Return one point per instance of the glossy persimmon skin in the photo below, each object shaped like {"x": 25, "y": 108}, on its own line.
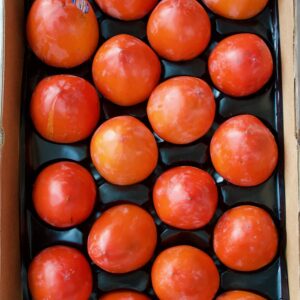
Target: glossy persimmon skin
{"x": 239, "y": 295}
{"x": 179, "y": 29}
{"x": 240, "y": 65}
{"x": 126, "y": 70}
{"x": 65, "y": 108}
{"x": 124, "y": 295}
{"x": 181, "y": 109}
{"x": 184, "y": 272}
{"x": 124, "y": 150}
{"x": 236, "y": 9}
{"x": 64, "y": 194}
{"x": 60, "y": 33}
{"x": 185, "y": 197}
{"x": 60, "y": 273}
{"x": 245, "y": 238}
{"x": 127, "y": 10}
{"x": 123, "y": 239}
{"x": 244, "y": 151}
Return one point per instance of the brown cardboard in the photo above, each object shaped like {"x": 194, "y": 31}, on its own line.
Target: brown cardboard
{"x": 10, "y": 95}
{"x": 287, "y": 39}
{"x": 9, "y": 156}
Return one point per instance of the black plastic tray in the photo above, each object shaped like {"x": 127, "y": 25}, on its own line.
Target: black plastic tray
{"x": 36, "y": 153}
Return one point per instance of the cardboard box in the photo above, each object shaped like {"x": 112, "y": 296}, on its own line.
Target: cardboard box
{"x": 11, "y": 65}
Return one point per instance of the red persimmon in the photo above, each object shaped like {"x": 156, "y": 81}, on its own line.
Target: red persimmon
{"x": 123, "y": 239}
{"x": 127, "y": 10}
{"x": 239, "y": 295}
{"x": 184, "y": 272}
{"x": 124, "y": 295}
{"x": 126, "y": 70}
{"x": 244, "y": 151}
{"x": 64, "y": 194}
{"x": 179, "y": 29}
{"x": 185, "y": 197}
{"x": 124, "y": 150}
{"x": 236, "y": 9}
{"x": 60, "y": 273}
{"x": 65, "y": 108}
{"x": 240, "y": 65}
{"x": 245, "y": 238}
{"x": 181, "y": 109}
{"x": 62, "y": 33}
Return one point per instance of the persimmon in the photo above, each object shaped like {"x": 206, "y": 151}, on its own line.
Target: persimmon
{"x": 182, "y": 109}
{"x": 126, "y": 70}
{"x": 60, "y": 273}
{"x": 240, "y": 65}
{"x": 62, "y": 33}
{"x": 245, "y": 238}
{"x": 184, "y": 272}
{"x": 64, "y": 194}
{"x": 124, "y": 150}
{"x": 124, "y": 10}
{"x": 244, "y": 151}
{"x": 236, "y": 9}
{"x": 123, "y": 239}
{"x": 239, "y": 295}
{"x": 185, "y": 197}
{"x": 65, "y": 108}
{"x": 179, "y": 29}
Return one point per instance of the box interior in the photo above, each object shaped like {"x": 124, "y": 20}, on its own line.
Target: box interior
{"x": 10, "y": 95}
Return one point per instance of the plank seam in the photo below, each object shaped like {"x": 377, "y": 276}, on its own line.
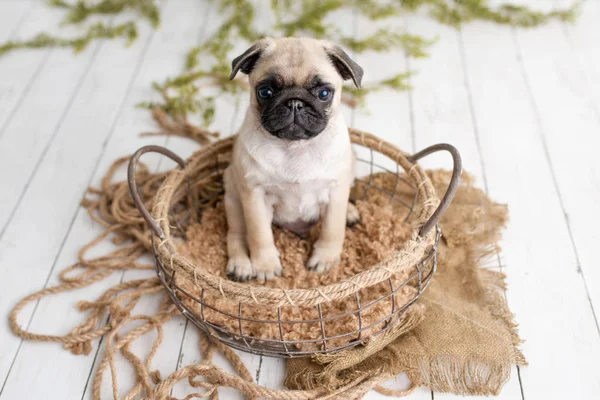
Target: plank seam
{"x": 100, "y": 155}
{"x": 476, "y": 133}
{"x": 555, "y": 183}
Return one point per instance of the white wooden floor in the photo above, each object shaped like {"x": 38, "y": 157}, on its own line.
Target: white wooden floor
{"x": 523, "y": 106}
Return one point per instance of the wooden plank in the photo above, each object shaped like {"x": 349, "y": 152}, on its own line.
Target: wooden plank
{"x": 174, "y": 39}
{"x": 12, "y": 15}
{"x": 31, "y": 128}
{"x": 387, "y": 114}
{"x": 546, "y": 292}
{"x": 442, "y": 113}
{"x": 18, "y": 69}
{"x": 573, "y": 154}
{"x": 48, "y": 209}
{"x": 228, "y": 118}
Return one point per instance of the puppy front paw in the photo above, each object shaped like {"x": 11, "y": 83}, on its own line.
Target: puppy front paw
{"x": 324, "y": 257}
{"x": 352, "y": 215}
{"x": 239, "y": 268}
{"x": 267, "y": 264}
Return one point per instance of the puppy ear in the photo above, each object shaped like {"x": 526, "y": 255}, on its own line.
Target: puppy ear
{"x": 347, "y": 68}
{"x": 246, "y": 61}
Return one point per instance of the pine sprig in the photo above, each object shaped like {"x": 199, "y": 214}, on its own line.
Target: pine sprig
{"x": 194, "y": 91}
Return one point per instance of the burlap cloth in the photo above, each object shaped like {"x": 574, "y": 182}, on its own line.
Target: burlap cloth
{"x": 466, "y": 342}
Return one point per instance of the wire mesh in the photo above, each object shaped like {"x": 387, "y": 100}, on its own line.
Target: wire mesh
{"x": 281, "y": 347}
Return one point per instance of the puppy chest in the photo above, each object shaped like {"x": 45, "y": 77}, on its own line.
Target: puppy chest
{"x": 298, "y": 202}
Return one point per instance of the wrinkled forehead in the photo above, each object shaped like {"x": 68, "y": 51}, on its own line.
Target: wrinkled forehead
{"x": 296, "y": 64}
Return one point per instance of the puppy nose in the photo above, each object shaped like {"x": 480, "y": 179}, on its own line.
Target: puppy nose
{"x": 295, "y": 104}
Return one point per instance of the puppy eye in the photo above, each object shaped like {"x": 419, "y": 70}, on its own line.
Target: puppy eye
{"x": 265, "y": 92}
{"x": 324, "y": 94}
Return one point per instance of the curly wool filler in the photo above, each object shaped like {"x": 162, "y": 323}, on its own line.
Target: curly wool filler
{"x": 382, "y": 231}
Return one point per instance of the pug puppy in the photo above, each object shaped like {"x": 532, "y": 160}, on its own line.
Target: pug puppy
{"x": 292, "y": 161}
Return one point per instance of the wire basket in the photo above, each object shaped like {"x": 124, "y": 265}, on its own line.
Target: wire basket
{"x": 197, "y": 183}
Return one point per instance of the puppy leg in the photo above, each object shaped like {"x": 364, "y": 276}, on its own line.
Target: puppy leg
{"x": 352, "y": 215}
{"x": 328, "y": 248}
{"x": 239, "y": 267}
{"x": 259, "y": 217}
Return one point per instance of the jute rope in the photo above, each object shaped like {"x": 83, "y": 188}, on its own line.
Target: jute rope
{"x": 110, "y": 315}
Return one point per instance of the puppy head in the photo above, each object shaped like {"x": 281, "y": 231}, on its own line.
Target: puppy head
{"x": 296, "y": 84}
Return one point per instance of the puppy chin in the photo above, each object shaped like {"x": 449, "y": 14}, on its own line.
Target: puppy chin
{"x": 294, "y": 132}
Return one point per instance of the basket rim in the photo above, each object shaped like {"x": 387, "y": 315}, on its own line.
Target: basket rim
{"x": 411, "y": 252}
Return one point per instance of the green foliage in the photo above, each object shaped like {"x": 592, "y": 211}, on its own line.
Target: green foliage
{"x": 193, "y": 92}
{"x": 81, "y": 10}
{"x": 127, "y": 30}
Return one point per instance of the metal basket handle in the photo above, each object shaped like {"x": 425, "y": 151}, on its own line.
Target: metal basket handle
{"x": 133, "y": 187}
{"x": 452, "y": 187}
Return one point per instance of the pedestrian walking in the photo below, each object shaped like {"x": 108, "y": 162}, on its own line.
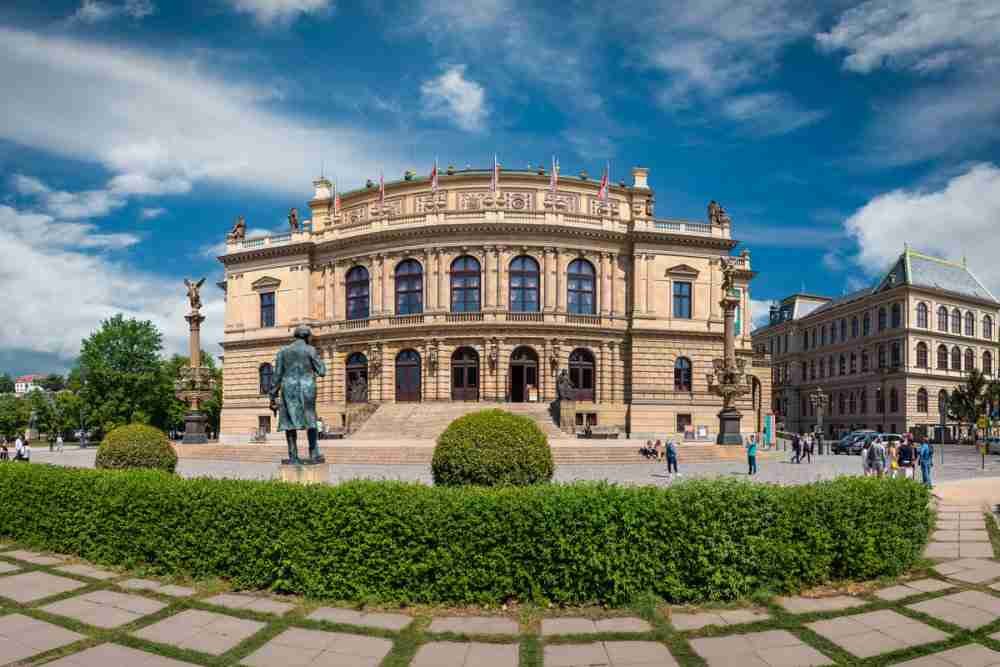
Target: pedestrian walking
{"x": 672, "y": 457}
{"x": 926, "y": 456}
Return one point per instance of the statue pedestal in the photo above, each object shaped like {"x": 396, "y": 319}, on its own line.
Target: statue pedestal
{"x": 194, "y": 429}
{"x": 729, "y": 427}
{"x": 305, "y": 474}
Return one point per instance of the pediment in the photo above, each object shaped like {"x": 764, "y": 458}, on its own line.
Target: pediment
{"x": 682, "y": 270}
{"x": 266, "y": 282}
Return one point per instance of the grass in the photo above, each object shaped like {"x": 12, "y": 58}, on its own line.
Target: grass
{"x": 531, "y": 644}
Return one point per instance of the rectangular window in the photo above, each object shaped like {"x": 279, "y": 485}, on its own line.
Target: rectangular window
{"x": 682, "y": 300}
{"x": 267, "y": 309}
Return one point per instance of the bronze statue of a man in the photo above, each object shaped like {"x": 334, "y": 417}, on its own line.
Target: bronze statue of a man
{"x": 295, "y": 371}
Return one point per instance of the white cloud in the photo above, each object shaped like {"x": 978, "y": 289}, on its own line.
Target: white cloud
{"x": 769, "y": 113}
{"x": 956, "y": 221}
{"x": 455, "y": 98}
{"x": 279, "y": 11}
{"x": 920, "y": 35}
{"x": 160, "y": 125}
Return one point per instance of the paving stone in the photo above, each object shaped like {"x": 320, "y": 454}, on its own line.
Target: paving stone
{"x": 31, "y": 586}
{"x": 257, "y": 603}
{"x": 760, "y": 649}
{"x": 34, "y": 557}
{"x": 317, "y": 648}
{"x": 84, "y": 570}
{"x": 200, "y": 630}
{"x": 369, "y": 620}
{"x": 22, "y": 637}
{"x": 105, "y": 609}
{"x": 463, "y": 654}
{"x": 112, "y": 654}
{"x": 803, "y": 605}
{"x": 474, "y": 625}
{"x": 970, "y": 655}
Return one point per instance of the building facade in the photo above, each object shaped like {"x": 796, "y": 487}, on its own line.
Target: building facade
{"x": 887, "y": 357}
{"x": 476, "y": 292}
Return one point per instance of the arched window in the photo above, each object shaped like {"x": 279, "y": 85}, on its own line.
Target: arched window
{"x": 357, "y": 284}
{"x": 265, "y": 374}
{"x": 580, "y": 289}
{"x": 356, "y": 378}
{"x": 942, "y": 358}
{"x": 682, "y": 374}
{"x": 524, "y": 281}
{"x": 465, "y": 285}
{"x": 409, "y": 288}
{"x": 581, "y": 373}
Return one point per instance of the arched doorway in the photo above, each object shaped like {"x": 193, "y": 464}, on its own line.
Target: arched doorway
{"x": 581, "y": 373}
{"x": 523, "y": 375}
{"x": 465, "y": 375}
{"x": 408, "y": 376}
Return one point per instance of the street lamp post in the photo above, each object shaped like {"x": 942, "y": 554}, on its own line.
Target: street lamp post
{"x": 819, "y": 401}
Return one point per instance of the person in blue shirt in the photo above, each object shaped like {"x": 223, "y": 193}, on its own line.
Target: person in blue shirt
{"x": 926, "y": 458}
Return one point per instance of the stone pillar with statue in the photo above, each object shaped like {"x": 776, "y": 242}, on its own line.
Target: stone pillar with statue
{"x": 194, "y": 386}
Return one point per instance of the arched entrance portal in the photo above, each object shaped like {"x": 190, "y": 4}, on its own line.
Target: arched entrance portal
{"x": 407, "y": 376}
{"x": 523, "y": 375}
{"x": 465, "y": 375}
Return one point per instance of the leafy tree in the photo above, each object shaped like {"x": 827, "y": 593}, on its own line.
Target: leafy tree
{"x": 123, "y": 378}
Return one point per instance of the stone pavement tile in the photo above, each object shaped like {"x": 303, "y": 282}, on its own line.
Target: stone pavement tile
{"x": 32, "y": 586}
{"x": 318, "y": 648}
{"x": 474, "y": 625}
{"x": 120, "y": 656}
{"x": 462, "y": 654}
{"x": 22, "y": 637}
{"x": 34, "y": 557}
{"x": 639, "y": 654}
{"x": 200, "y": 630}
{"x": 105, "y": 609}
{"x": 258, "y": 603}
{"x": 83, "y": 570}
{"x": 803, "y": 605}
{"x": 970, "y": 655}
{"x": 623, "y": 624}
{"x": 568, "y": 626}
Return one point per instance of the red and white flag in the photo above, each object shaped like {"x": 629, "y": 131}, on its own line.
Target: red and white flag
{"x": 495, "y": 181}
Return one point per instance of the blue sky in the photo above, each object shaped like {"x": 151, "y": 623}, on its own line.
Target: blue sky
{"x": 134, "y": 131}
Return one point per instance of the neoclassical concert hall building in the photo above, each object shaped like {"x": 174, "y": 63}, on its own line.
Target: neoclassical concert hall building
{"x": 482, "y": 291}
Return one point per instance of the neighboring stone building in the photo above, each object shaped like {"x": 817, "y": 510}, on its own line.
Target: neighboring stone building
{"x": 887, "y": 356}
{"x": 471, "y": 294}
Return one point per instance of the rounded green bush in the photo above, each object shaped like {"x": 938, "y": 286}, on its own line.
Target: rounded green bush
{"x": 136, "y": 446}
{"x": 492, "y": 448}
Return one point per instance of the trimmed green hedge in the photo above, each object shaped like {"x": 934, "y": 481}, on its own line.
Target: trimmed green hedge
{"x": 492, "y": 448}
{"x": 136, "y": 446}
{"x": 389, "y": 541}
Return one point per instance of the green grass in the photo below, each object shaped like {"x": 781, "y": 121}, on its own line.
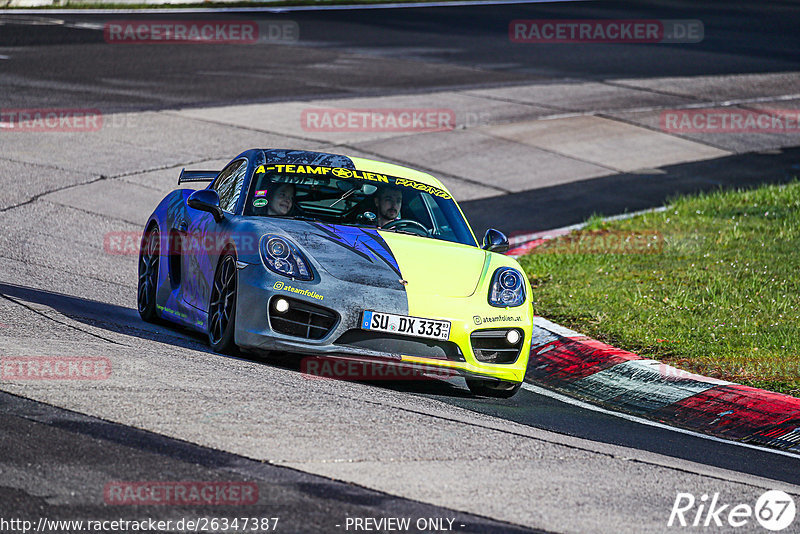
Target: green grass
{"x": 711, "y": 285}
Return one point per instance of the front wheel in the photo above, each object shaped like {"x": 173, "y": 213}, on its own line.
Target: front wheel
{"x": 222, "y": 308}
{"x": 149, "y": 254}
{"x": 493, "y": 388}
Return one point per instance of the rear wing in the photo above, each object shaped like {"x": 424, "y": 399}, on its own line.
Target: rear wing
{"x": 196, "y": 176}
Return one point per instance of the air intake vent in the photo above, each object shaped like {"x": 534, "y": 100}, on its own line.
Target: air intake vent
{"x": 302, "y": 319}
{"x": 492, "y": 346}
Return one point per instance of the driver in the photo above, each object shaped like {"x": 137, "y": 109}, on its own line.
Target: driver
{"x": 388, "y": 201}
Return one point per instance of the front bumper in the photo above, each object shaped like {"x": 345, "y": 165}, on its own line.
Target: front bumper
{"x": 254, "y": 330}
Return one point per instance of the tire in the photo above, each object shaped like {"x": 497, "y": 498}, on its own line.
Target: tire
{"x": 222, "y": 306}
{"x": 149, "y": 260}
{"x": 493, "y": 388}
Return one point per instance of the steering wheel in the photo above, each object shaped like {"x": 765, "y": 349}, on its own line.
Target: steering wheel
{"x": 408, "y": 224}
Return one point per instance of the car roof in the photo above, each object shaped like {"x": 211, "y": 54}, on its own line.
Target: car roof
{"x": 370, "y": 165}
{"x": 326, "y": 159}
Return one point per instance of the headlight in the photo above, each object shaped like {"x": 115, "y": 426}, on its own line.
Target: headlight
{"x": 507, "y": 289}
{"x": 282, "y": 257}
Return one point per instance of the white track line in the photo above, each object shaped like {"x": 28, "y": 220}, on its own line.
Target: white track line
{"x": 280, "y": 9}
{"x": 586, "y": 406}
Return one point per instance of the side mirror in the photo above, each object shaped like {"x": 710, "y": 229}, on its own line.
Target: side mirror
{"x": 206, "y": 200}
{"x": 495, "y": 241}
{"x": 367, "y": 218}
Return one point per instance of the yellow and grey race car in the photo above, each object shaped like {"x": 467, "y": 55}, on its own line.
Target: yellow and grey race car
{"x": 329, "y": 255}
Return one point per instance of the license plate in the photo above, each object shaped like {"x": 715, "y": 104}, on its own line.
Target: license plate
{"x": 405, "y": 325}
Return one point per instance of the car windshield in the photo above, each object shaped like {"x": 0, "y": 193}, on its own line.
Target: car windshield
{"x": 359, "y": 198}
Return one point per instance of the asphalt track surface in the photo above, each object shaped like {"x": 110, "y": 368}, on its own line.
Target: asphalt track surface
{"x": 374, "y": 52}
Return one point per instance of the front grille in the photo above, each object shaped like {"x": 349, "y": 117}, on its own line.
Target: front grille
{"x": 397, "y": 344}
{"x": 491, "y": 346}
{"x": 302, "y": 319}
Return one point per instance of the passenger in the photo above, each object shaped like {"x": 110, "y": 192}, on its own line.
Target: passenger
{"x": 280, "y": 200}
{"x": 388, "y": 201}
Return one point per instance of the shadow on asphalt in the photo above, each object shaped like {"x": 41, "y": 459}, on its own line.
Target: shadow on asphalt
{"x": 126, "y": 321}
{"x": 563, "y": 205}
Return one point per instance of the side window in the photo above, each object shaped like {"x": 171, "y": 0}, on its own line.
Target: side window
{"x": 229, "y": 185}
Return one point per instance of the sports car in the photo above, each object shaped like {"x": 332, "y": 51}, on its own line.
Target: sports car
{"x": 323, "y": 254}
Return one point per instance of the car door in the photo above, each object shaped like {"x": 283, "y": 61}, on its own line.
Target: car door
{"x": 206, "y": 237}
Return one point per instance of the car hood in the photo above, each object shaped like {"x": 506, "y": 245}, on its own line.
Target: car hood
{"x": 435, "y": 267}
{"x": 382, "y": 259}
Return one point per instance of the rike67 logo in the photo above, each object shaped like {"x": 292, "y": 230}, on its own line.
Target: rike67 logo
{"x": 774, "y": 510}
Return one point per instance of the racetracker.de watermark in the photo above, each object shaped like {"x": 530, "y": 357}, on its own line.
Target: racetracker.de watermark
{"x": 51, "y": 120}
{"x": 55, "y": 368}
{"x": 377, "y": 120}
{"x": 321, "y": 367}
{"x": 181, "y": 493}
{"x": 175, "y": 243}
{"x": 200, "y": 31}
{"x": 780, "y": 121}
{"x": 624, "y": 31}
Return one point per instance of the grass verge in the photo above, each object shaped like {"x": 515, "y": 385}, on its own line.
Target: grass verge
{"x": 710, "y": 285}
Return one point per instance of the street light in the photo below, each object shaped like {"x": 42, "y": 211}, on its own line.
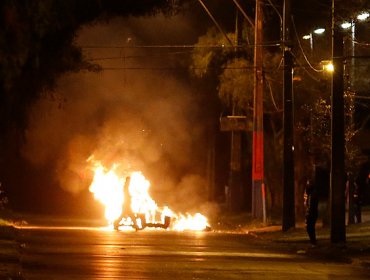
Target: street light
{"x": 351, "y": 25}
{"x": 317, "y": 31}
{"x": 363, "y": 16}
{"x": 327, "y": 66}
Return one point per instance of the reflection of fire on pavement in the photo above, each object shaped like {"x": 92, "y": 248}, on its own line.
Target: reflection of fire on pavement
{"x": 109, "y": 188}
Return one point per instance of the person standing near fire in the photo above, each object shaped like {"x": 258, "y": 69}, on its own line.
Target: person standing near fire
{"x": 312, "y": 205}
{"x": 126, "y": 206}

════════════════════

STATED GOAL
Copy out the entries word for word, starting at the line that contains "Return one point per instance of the street light" and continuing through the end of the entries, with both ends included. Omit the pictures from your answer.

EXPECTED ANSWER
Return one point per instance of the street light in the photo below, each object shaped like {"x": 42, "y": 211}, on its own line.
Target: street light
{"x": 351, "y": 25}
{"x": 317, "y": 31}
{"x": 363, "y": 16}
{"x": 327, "y": 66}
Return one point per instance of the reflection of fire on pavement in the photo above, each object shaped like {"x": 92, "y": 248}, on its own line.
Target: reflection of fire on pavement
{"x": 109, "y": 188}
Return one point per instance of the person standing near fire in the photo above, each object shaped like {"x": 258, "y": 69}, on its own line.
Target: person standing near fire
{"x": 312, "y": 205}
{"x": 126, "y": 206}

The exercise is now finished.